SHORT TASK = Emit the data below verbatim, stripping out any pictures.

====

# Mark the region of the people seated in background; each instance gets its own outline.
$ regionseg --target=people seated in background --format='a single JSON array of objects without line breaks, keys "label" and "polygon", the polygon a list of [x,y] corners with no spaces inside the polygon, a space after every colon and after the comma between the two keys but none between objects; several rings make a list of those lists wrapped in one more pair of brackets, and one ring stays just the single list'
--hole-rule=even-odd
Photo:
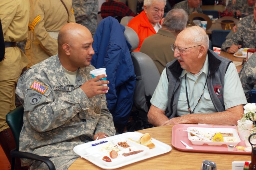
[{"label": "people seated in background", "polygon": [[170,45],[174,43],[178,34],[186,28],[188,18],[183,9],[171,10],[164,18],[162,28],[145,39],[141,45],[140,51],[153,59],[160,74],[167,63],[175,59]]},{"label": "people seated in background", "polygon": [[202,1],[202,5],[214,5],[215,4],[215,0],[204,0]]},{"label": "people seated in background", "polygon": [[245,63],[239,72],[239,77],[246,97],[250,102],[249,91],[256,89],[256,53],[254,53]]},{"label": "people seated in background", "polygon": [[[94,51],[89,30],[68,23],[58,37],[58,54],[33,65],[20,78],[16,94],[24,107],[19,151],[47,156],[56,169],[66,170],[79,156],[76,146],[114,135],[105,94],[108,81],[90,71]],[[45,164],[23,160],[30,169]]]},{"label": "people seated in background", "polygon": [[68,22],[75,22],[72,0],[63,0],[66,6],[61,1],[30,0],[30,2],[29,31],[25,48],[29,61],[28,67],[56,55],[60,30]]},{"label": "people seated in background", "polygon": [[135,14],[129,7],[119,1],[119,0],[107,0],[102,4],[100,8],[100,15],[102,18],[109,16],[117,16],[120,18],[126,16],[135,16]]},{"label": "people seated in background", "polygon": [[[22,69],[28,63],[16,42],[24,41],[28,37],[29,12],[28,0],[0,1],[2,39],[0,53],[2,59],[5,58],[0,62],[0,145],[10,164],[12,158],[10,152],[16,145],[6,116],[16,108],[15,86]],[[1,154],[3,158],[5,157]],[[1,166],[0,168],[4,168]]]},{"label": "people seated in background", "polygon": [[144,0],[144,10],[129,22],[127,26],[135,31],[140,40],[134,51],[139,51],[144,40],[162,28],[159,22],[164,16],[166,4],[166,0]]},{"label": "people seated in background", "polygon": [[166,65],[150,100],[150,123],[237,124],[247,101],[236,66],[208,45],[198,26],[178,35],[172,45],[176,59]]},{"label": "people seated in background", "polygon": [[236,17],[244,17],[253,14],[255,0],[240,0],[232,2],[230,10]]},{"label": "people seated in background", "polygon": [[254,14],[247,16],[239,21],[231,32],[234,34],[226,38],[222,43],[221,49],[229,53],[237,51],[240,47],[255,48],[255,29],[256,29],[256,3],[254,4]]},{"label": "people seated in background", "polygon": [[88,28],[94,36],[97,28],[98,0],[72,0],[76,22]]},{"label": "people seated in background", "polygon": [[186,0],[174,5],[172,9],[183,9],[189,15],[194,13],[202,13],[200,0]]}]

====

EXERCISE SOLUTION =
# Mark the region of the people seated in background; each instance gets its own outline.
$ regionseg --target=people seated in background --format='a single JSON array of objects without line breaks, keys "label" and "polygon", the polygon a list of [x,y] corners with no spaces inside the polygon, a space after every colon and after the comma between the two keys but none between objects; several rings make a list of those lists wrapped in one more pair of brackets, and one ring stays just the single list'
--hole-rule=even-odd
Photo:
[{"label": "people seated in background", "polygon": [[170,45],[174,43],[178,34],[186,28],[188,18],[183,9],[171,10],[164,18],[162,28],[145,39],[141,45],[140,51],[153,59],[160,74],[167,63],[175,59]]},{"label": "people seated in background", "polygon": [[202,1],[202,5],[214,5],[215,4],[215,0],[204,0]]},{"label": "people seated in background", "polygon": [[245,63],[239,72],[239,77],[246,97],[250,102],[249,91],[256,89],[256,53],[254,53]]},{"label": "people seated in background", "polygon": [[[94,51],[89,30],[68,23],[58,37],[58,54],[33,65],[20,78],[16,94],[24,107],[19,151],[47,156],[56,169],[66,170],[79,156],[76,146],[114,135],[105,94],[108,81],[90,71]],[[45,164],[23,160],[30,169]]]},{"label": "people seated in background", "polygon": [[68,22],[75,22],[72,0],[63,0],[66,6],[61,1],[30,0],[30,2],[29,31],[25,48],[29,61],[28,67],[56,55],[60,30]]},{"label": "people seated in background", "polygon": [[135,14],[129,7],[119,1],[119,0],[107,0],[102,4],[100,8],[100,15],[102,18],[109,16],[117,16],[120,18],[126,16],[135,16]]},{"label": "people seated in background", "polygon": [[[22,69],[28,63],[16,42],[24,41],[28,37],[29,12],[28,0],[0,1],[2,39],[0,53],[2,59],[5,58],[0,62],[0,145],[10,164],[12,158],[10,152],[16,145],[6,116],[16,108],[15,86]],[[1,154],[3,158],[5,157]],[[1,166],[0,168],[4,168]]]},{"label": "people seated in background", "polygon": [[144,0],[144,10],[129,22],[127,26],[135,31],[140,40],[134,51],[139,51],[144,40],[162,28],[159,22],[164,16],[166,4],[166,0]]},{"label": "people seated in background", "polygon": [[166,65],[150,100],[150,123],[237,124],[247,101],[236,66],[208,45],[198,26],[178,35],[172,45],[176,59]]},{"label": "people seated in background", "polygon": [[236,17],[244,17],[253,14],[255,0],[240,0],[232,2],[230,10]]},{"label": "people seated in background", "polygon": [[254,14],[247,16],[239,21],[231,32],[234,34],[226,38],[222,43],[221,49],[229,53],[237,51],[240,47],[255,48],[255,29],[256,29],[256,3],[254,4]]},{"label": "people seated in background", "polygon": [[88,28],[94,36],[97,28],[98,0],[72,0],[76,22]]},{"label": "people seated in background", "polygon": [[186,0],[174,5],[172,9],[183,9],[189,15],[194,13],[202,13],[200,0]]}]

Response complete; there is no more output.